** Opening INFORMATION PROVIDED block **

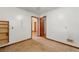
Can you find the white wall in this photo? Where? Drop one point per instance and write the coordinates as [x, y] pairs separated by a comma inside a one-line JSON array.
[[20, 20], [63, 23], [34, 20]]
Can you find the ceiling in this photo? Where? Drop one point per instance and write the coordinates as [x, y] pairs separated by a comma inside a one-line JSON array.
[[38, 10]]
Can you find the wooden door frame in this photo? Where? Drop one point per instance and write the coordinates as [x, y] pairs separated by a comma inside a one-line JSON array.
[[45, 25], [8, 28], [31, 23]]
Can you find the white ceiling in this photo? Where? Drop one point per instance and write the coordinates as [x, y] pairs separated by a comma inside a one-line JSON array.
[[38, 10]]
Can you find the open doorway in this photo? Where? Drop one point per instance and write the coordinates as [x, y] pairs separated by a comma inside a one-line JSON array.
[[34, 26], [43, 26], [38, 26]]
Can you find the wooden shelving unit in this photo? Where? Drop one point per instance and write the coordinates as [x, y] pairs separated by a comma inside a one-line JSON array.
[[4, 32]]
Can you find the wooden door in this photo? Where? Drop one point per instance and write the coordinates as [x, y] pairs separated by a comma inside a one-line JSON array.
[[41, 27], [4, 32]]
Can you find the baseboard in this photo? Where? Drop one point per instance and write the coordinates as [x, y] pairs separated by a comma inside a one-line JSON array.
[[14, 43], [62, 43]]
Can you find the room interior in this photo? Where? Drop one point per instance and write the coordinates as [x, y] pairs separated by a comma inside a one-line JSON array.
[[54, 27]]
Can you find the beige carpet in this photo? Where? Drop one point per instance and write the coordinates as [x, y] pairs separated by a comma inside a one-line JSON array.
[[35, 46]]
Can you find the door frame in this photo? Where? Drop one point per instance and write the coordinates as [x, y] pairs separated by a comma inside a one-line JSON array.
[[8, 28], [45, 25], [31, 23]]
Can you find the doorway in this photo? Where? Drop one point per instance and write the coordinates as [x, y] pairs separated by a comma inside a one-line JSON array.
[[34, 26], [38, 26], [4, 32], [43, 26]]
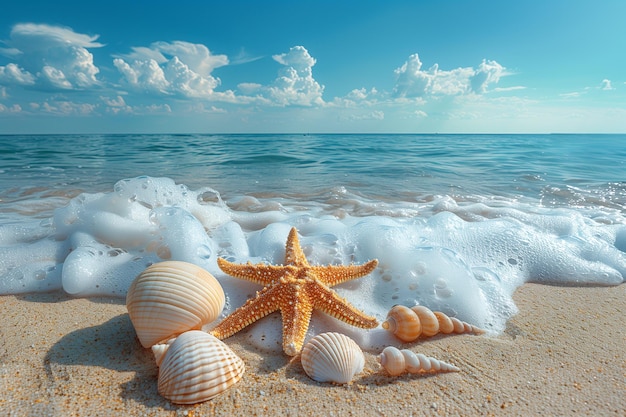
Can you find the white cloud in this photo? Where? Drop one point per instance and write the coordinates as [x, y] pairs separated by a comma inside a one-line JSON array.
[[295, 83], [178, 68], [143, 75], [606, 85], [116, 105], [53, 56], [65, 108], [412, 81], [16, 108], [12, 74]]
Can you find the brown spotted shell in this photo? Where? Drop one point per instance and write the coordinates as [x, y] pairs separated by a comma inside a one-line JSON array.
[[408, 324]]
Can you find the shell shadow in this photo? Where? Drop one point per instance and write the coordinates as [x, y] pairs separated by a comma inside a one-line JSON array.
[[112, 345]]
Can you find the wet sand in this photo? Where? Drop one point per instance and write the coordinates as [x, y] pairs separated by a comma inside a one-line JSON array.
[[563, 354]]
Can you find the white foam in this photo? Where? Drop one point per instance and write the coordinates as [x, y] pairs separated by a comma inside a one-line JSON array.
[[465, 260]]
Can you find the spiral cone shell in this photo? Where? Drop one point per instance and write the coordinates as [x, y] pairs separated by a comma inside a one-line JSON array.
[[396, 362], [332, 357], [172, 297], [197, 367], [408, 324]]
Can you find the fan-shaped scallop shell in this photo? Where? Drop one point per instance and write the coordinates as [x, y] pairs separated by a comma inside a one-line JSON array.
[[396, 362], [197, 367], [172, 297], [407, 324], [332, 357]]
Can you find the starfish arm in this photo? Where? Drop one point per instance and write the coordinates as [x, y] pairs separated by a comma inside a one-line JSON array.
[[332, 304], [332, 275], [296, 315], [259, 273], [254, 309], [293, 252]]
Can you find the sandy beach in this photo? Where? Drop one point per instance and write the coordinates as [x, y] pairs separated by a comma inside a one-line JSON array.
[[563, 354]]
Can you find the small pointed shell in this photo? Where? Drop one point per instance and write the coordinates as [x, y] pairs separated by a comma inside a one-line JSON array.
[[408, 324], [332, 357], [170, 298], [396, 362], [430, 323], [197, 367], [403, 323]]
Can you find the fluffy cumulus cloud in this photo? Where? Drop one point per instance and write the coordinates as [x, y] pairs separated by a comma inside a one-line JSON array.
[[50, 57], [172, 68], [295, 83], [412, 81]]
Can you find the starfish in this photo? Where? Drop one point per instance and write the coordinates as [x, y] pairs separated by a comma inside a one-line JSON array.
[[296, 289]]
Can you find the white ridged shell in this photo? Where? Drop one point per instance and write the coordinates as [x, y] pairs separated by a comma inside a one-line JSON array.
[[332, 357], [170, 298], [197, 367]]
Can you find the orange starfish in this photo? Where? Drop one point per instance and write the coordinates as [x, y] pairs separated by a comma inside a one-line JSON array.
[[296, 289]]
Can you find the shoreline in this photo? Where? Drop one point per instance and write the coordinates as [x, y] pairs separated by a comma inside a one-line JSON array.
[[562, 354]]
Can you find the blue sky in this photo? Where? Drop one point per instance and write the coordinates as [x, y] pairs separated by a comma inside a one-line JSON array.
[[313, 66]]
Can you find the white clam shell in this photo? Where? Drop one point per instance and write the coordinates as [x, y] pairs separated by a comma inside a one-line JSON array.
[[197, 367], [172, 297], [332, 357]]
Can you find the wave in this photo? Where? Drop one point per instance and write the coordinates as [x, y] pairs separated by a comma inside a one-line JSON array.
[[465, 258]]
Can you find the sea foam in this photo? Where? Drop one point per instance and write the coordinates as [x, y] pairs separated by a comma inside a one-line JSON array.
[[464, 260]]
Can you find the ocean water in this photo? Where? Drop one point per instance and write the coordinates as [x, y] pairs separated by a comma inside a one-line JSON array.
[[457, 222]]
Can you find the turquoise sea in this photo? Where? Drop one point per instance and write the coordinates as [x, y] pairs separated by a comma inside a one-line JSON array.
[[456, 221]]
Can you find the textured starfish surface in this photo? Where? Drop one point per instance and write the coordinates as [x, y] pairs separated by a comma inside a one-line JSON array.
[[296, 289]]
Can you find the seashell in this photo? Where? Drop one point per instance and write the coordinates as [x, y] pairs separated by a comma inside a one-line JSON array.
[[332, 357], [407, 324], [197, 367], [160, 349], [172, 297], [396, 362]]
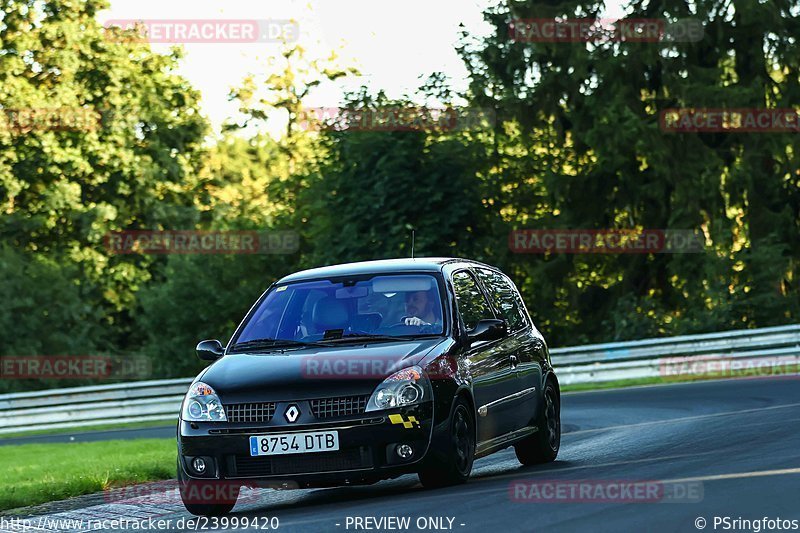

** Closing INFORMATION PROVIDED block **

| EXERCISE REQUIREMENTS |
For this exercise, retype the listing above word for word and omit the pictures.

| RESPONSE BOX |
Can you find the white wall in this photo? Where? Drop one point per instance and write the coordinates as [x, y] pairs separated by a comma inside a one-line JSON array.
[[20, 20], [63, 23], [34, 20]]
Can you find the ceiling in this photo? Where? Drop one point per instance and write the coordinates as [x, y] pairs separated by a comma inside a one-line JSON array.
[[38, 10]]
Can you find the wooden door frame in this photo? Where? Drop one point per instance and write the coordinates as [x, y] pairs separated by a comma inside a one-line JSON array.
[[45, 25], [8, 28], [31, 23]]
Can you find the white ceiling in this photo? Where? Drop one point per instance and write the coordinates as [x, y] pairs separated by a comma inside a one-line JSON array.
[[38, 10]]
Can you find the open doorway in this photo? Where? Drop one point per instance and write the coordinates as [x, y] pairs separated by a comma inside a one-line JSON array.
[[34, 26], [43, 26], [38, 26]]
Can you find the wooden shelving unit in this photo? Where? Drop one point per instance and write the coordinates as [x, y] pairs separated by a comma inside a one-line JSON array.
[[4, 32]]
Can you find the wooden door in this photo? Where? Drop one point per instance and write the coordinates as [x, y] pairs separated by a comma inside a one-line JSON array.
[[41, 27], [4, 32]]
Can you find the baseboard in this photo? Where? Drop one point per instance and write the coordinates as [x, y] pairs separated by a comma inside a one-line JSON array.
[[14, 43], [62, 43]]
Can you find the room interior in this photo? Where? Drop one point per instance and write the coordinates as [x, y] pairs separated by a comma inside a one-line JSON array.
[[54, 27]]
Can you find the beige carpet in this photo? Where? Drop one point per instance and write the coordinates as [x, y] pairs separated by a comma inside a one-line JSON array.
[[35, 46]]
Can you find the door frame in this photo? Where? Drop one point per instance and write the coordinates as [x, y] pairs separated by a comma inside a one-line JSON array.
[[8, 28], [45, 25], [31, 23]]
Can you find the doorway in this photo? Where? Drop one point per instance and write the coordinates as [x, y] pairs separated by a comma inside a one-line JSON array.
[[34, 26], [38, 26], [4, 32], [43, 26]]
Can you find the white cloud in this photo? Where? Drop one point per instance and write the coordinates as [x, y] pairs separated by a comma inside a one-line JSON array.
[[295, 83], [178, 68], [143, 75], [606, 85], [116, 105], [53, 56], [65, 108], [412, 81], [16, 108], [12, 74]]
Can you find the brown spotted shell in this photo? Where? Drop one point per instance and write the coordinates as [x, y] pairs separated by a comma inside a one-line JSON array.
[[408, 324]]
Can you find the shell shadow in this photo? Where? Drop one point per instance and write the coordinates as [x, y] pairs separated by a comma inside a one-line JSON array.
[[112, 345]]
Can you find the wet sand in this photo? Where? Drop one point per instance and write the coordinates as [x, y] pairs separated by a comma inside a one-line JSON array.
[[563, 354]]
Can you find the white foam in this photo? Where? Drop one point per instance and write the coordinates as [x, y] pairs separated by a comma inside a one-line JSON array.
[[465, 260]]
Can you find the spiral cone shell in this photo? Where? Drop one point per instance and write the coordinates as [x, y] pairs separated by a comma inside a one-line JSON array.
[[396, 362], [332, 357], [172, 297], [197, 367], [408, 324]]
Can you find the fan-shaped scallop shell in this photo? Where? Drop one point per instance and write the coordinates as [x, y] pairs separated by a comma inside a one-line JSON array.
[[396, 362], [197, 367], [172, 297], [407, 324], [332, 357]]
Can you find the starfish arm in this photo? Where? Drop one point per instance and write the coordinates as [x, y] pairs separated by a comma inside a one-line JSON array.
[[332, 304], [332, 275], [296, 315], [259, 273], [254, 309], [293, 252]]
Can you find the sandy beach in this photo? Where? Drop one point per instance and write the coordinates as [x, y] pairs separated by a comma inside a one-line JSON array.
[[563, 354]]
Can you find the small pointed shell in this photo? Where? Drop one point per instance and write the coordinates as [x, y] pairs separated by a comma inside a one-line JSON array.
[[408, 324], [332, 357], [170, 298], [396, 362], [430, 323], [197, 367], [403, 323]]
Can you find the fluffy cumulus cloud in this photo? Where? Drop one point per instance and write the coordinates as [x, y] pairs separated by a comma inside a one-line JSON array.
[[50, 57], [172, 68], [295, 83], [412, 81]]
Can you find the starfish in this photo? Where? Drop one point per instance and write the coordinates as [x, y] pairs separated by a comma inside a one-line JSON array.
[[296, 289]]
Can you find the white ridged shell in this photo? Where? Drop one point per instance and write the coordinates as [x, y] pairs separated by a comma inside a one-line JSON array.
[[332, 357], [170, 298], [197, 367]]
Can you find the orange starfish in this photo? Where? Drop one point per instance and write the coordinates as [x, y] pairs separated by a comma inside a one-line JSON array.
[[296, 289]]
Can you find the shoreline in this photo? Where? Drop one point per instance and write the coordinates as [x, y] pairs separated by a comma inside a one-line JSON array.
[[562, 354]]
Can you find the blue sky in this photo? Where? Drop one point per instance and write the coordinates as [x, y] pairs separated by a comma inside a one-line JSON array.
[[313, 66]]
Can you find the white clam shell in this photo? Where? Drop one point per instance and write the coordinates as [x, y] pairs separated by a comma inside a one-line JSON array.
[[197, 367], [172, 297], [332, 357]]
Can you find the wave in this photo? Where? Drop one point per instance and write the coordinates as [x, y] pairs separated by a comma inside a one-line JSON array.
[[465, 258]]
Can you find the sea foam in this photo? Where? Drop one point per instance and write the coordinates as [x, y] pairs separated by a comma inside a one-line JSON array.
[[464, 260]]
Can you find the ocean water in this photo? Where? Drop one point per instance and write the coordinates as [x, y] pairs separated by a comma inside a one-line JSON array.
[[457, 222]]
Can you find the turquoise sea in this photo? Where? Drop one point per instance and write the coordinates as [x, y] pairs separated by a comma inside a one-line JSON array.
[[456, 221]]
Can you find the textured starfish surface in this photo? Where? Drop one point per instance and write the coordinates as [x, y] pairs separated by a comma inside a one-line JSON array.
[[296, 289]]
Can you find the seashell in this photo? Where? Drop one point per instance and write the coordinates as [x, y] pairs separated by a comma inside a one-line JSON array.
[[332, 357], [407, 324], [197, 367], [160, 349], [172, 297], [396, 362]]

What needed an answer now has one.